Problem description :: Produce a verbatim transcription of the records below, beginning at the line containing "Where can you find the rope" and ending at the final line; include only those lines.

Available data ::

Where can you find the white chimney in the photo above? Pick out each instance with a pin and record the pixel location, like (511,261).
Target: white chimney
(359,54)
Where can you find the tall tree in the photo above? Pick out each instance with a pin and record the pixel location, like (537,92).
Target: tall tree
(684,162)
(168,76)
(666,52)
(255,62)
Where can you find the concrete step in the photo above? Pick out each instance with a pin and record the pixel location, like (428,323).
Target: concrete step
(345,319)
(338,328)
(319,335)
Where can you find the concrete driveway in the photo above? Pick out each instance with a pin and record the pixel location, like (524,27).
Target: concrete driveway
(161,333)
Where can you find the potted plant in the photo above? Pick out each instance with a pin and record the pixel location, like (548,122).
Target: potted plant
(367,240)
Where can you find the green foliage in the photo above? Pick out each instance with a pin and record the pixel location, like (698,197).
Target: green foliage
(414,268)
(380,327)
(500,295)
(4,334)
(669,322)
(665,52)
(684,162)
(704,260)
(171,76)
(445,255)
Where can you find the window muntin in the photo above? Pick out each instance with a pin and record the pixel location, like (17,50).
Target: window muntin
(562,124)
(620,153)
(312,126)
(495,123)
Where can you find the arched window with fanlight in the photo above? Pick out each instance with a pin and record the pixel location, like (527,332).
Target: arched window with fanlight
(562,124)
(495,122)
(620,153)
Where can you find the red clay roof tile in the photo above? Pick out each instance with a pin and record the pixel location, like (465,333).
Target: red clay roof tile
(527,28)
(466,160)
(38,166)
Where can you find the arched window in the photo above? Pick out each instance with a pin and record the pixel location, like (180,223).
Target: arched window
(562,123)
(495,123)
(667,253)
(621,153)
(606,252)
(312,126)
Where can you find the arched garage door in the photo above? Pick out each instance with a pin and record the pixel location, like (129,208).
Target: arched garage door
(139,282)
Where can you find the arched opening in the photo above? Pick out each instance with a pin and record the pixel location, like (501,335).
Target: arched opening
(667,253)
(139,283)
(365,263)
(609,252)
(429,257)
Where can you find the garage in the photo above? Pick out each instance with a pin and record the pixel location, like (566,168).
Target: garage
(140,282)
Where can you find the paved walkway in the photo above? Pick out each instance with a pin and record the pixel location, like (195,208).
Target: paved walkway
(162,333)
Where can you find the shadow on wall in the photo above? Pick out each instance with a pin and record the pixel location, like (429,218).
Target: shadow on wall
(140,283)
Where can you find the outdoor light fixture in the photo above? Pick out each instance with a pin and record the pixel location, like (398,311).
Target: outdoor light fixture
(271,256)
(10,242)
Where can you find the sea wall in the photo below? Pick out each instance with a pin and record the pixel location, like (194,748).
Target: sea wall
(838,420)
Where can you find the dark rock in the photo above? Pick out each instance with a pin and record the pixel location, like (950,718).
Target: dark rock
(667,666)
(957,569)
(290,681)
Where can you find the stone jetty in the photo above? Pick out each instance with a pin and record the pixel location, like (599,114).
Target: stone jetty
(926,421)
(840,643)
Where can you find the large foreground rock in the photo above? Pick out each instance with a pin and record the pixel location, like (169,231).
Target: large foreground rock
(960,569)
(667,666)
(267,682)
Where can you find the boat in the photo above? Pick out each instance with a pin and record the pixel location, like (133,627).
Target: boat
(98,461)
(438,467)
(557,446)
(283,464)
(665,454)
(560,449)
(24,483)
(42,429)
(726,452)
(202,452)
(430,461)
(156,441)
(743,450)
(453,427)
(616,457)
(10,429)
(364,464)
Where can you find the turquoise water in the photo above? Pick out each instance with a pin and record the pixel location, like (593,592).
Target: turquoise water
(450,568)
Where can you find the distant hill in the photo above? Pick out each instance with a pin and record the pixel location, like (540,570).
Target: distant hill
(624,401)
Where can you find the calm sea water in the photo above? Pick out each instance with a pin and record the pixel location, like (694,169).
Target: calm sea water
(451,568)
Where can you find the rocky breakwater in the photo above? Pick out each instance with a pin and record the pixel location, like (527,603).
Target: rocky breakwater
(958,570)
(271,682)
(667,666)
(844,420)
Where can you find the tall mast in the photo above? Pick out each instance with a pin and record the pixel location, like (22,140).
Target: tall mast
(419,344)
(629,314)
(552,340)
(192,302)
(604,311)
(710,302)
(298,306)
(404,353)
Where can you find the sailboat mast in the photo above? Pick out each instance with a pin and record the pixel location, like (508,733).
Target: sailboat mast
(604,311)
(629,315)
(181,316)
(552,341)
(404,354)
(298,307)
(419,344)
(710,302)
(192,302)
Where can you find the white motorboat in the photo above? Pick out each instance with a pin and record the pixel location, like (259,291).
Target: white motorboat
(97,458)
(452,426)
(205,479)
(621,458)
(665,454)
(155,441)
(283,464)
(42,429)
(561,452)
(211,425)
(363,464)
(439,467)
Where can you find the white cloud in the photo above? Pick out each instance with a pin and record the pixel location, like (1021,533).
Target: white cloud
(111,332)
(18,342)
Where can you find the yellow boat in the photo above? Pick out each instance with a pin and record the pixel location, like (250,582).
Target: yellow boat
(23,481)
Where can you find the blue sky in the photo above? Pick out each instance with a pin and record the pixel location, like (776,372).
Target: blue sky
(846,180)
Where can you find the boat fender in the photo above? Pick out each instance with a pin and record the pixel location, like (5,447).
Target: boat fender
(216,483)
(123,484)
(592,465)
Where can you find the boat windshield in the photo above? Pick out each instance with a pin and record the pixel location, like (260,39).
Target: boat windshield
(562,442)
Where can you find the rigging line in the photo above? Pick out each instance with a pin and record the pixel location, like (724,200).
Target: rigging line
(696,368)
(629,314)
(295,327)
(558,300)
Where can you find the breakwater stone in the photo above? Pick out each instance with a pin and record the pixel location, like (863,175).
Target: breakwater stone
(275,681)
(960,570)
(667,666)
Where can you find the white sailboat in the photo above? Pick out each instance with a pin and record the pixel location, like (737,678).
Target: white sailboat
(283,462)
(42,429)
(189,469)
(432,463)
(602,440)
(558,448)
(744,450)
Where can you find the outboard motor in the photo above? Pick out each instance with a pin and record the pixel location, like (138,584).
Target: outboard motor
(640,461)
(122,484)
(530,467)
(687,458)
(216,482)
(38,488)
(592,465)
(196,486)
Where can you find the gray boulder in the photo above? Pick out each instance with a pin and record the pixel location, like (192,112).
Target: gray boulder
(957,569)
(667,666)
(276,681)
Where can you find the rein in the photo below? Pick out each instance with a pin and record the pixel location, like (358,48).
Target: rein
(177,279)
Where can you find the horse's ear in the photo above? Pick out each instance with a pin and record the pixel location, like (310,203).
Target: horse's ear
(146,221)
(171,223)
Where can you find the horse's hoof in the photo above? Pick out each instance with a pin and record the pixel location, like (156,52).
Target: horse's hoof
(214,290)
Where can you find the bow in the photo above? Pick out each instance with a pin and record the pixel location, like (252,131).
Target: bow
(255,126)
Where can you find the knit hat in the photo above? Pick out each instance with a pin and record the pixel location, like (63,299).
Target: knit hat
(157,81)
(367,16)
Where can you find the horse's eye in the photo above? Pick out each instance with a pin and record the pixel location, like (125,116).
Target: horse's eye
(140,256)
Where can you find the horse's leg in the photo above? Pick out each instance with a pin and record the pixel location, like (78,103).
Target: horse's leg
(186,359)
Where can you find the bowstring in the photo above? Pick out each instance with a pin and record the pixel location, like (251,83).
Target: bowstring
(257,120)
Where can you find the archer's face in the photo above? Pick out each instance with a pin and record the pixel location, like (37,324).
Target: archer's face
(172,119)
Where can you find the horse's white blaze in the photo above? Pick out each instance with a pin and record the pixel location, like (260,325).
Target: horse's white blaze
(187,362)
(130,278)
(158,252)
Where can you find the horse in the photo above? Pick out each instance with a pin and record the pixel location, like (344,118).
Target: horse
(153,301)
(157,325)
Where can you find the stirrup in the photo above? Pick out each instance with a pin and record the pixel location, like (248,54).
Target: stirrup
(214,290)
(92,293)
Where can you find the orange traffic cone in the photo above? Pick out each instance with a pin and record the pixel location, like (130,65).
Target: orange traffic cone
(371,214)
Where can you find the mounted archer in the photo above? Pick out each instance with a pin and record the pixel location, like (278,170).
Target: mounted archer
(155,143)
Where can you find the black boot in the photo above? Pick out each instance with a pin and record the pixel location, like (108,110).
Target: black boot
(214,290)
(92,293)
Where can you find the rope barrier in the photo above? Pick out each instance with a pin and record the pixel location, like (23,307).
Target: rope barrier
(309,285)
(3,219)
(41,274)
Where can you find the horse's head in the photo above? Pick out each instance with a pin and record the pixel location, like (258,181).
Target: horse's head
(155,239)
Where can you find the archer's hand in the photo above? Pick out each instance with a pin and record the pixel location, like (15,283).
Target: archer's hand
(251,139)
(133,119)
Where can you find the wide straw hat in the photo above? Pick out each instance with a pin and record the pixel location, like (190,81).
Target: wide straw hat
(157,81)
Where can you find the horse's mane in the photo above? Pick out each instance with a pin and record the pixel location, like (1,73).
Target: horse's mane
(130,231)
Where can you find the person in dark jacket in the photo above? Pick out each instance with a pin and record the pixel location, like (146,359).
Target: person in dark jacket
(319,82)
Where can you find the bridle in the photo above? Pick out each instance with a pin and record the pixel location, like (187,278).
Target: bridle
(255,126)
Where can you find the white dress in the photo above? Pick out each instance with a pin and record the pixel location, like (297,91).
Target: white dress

Final answer ::
Where can you find the rope barrier in the photo above? Pick out each instance with a pin and record the pixel location, like (23,307).
Target: rope barrier
(309,285)
(3,219)
(41,274)
Where can you find the horse's head in the photo above? Pick out each instance with a pin and record the pixel location, like (258,181).
Target: horse's head
(155,239)
Where can you find the archer's hand in the photo above? Pick out each instance with a pin and record the pixel location, like (15,283).
Target: archer's hand
(251,139)
(133,119)
Where can you find the wide straw hat in the photo above? Pick out each instance with a pin and record the pixel location, like (190,81).
Target: wide straw hat
(157,81)
Where can you find the horse's mane in the photo above? Pick out each instance with a pin and record the pixel location, like (1,73).
Target: horse's mane
(130,231)
Where can you find the person in dark jacket in the photo above? Pick out each instance with a pin and record the pixel location, like (146,359).
Target: person in dark jacket
(319,82)
Where can you find the bridle in the photo above? Pick out each instance with a pin and record the pixel location, like (187,278).
Target: bridle
(255,126)
Where can you find the white dress in the photo above? Pick out each instance with a pin and record the pixel location, like (297,91).
Target: white dress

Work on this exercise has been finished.